— Text provided —
++++

It has come to my attention that for the decade-plus that I’ve been a columnist in various newspapers,I have been unable to resist the annual path to Grinch-ness that sees me complaining relentlessly against the pressures of the season.
Over the years, everything from my plummeting bank balance, the pressures of festive outfits, the ironies of celebrating a religious event when not particularly religious, over-eating, traffic, supermarket queuing, Christmas telly, cards received in October, and the dubious attractions of sprouts (ewww) have inspired my written ire.
Even the advent of multiple paper cuts during my wrapping processes, a skill I have never mastered beyond the level of a five-year-old, have left me swearing under my breath and sharing my frustrations.
Working in newspapers doesn’t help of course.
When the snow and holly-themed press releases start clogging up your inbox in June, you are rather tired of the cliches by the time December actually arrives.

++++

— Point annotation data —

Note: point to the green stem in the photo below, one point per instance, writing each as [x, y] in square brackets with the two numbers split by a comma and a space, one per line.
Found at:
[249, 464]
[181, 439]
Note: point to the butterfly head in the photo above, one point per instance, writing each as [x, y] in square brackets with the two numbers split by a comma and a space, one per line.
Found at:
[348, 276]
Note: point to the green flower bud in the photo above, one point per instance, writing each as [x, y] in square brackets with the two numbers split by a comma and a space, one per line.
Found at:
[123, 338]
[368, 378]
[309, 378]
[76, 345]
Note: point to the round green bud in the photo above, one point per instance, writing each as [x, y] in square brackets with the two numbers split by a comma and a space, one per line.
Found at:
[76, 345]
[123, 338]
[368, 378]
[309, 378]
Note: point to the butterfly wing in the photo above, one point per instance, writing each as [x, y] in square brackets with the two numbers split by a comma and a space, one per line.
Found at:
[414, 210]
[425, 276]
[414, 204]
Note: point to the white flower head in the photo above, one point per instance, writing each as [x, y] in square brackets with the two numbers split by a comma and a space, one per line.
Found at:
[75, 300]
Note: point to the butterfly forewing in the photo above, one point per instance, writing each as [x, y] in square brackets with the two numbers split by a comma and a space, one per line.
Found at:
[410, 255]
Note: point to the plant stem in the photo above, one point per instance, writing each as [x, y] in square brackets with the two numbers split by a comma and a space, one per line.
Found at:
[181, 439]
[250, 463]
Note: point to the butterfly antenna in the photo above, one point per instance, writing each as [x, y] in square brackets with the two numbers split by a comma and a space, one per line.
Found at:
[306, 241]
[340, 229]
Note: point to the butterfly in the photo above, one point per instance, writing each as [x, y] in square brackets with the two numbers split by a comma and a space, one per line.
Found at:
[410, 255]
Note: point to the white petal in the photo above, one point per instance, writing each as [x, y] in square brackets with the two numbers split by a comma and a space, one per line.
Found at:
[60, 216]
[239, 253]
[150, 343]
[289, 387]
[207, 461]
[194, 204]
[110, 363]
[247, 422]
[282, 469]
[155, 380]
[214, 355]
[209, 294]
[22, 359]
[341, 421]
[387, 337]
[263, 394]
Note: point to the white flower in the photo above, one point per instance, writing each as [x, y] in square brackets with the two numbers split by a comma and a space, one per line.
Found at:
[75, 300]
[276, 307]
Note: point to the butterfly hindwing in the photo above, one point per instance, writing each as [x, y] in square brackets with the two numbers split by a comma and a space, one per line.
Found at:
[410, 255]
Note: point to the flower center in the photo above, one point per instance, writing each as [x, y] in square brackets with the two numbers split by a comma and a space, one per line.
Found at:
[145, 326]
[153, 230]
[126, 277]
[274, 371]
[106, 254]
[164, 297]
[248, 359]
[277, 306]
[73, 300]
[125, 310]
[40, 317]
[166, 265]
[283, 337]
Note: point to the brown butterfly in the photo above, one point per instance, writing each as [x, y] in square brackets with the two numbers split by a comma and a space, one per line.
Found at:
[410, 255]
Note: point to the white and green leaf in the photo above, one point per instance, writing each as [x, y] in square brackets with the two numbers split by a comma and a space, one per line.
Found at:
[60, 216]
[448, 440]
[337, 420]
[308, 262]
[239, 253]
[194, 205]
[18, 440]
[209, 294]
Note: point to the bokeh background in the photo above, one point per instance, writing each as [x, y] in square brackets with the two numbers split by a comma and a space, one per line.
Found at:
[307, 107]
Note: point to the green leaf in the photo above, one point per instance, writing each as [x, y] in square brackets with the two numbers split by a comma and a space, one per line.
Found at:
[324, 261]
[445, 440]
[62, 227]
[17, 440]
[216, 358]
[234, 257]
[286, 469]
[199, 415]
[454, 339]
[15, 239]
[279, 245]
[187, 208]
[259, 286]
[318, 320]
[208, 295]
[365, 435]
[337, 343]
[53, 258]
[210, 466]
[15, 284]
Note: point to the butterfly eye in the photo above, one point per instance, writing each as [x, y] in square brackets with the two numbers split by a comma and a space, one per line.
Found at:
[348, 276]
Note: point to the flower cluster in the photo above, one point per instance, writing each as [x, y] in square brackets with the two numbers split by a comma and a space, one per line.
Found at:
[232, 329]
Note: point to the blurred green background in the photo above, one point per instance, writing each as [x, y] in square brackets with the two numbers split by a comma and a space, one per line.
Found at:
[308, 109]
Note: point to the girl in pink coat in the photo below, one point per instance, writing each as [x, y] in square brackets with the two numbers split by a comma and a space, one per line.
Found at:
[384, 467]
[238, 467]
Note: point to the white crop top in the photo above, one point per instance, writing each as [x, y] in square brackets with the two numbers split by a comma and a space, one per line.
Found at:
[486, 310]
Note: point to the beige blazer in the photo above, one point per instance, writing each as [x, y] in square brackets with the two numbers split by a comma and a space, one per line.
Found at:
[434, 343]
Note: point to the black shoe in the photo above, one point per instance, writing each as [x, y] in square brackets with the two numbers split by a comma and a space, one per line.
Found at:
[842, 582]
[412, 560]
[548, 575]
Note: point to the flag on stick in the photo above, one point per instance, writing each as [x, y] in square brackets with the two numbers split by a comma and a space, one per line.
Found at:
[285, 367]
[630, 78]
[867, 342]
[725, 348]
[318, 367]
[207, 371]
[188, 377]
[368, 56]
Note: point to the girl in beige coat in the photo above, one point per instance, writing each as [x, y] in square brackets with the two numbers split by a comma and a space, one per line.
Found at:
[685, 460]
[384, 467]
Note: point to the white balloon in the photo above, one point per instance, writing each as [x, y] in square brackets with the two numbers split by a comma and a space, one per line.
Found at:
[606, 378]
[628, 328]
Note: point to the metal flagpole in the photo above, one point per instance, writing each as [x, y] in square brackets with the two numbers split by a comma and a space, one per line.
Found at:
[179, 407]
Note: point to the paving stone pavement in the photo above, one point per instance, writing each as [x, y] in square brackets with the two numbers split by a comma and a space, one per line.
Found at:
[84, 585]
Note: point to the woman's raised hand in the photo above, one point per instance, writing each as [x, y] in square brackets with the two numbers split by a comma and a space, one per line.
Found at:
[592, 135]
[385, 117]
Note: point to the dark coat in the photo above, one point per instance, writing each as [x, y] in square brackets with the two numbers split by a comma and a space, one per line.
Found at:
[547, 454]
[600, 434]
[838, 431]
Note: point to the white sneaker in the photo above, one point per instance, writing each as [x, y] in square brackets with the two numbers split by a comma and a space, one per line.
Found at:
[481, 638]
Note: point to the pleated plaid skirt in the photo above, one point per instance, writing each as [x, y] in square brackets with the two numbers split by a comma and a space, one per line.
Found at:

++++

— What you need to do —
• a. Do these statements agree with the column? (i) The writer has been a columnist for more than ten years. (ii) The writer has become skilled at wrapping presents. (iii) Holiday-themed press releases start arriving in December. Answer yes or no for each, quoting the words from the column that decide it.
• b. Which months of the year does the column mention?
• c. Can you write the next part of the column about holiday grumbling, picking up after its final sentence?
You won't need the entries for any of this.

— Responses by task —
• a.
(i) Yes: "for the decade-plus that I’ve been a columnist in various newspapers"
(ii) No: "a skill I have never mastered beyond the level of a five-year-old"
(iii) No: "start clogging up your inbox in June"

• b. October, June, December

• c.
It is not a coincidence that newsrooms are usually the only office to remain unadorned with tinsel, where monitors remain bare of flashy lights and novelty Santas.
If you do receive a Christmas card from a colleague , it tends to contain an insult and expletive.
Saccharine wishes for the season often seem moot in a department where tragedy, human suffering, crime and misery touch the working lives of its inhabitants ona daily basis.
Humour is essential to survive the days and in a room full of highly-tuned wordsmiths it tends towards the gallows variety.
Christmas, and its intrinsic chintz, becomes a prime target for that humour and it is almost a matter of pride that it is approached with sarcasm, scepticism and sass.
So what is remarkable is that this year there has been the stirring of a festive spirit. never before publicly displayed.
Maybe it is because 2016 has been pretty awful for the world stage; we have lost many of our icons and Brexit/Trump have induced widespread incredulity and national insecurity.
Whatever it is – yours truly has officially become the owner of a Christmas jumper.
Happy holidays to all.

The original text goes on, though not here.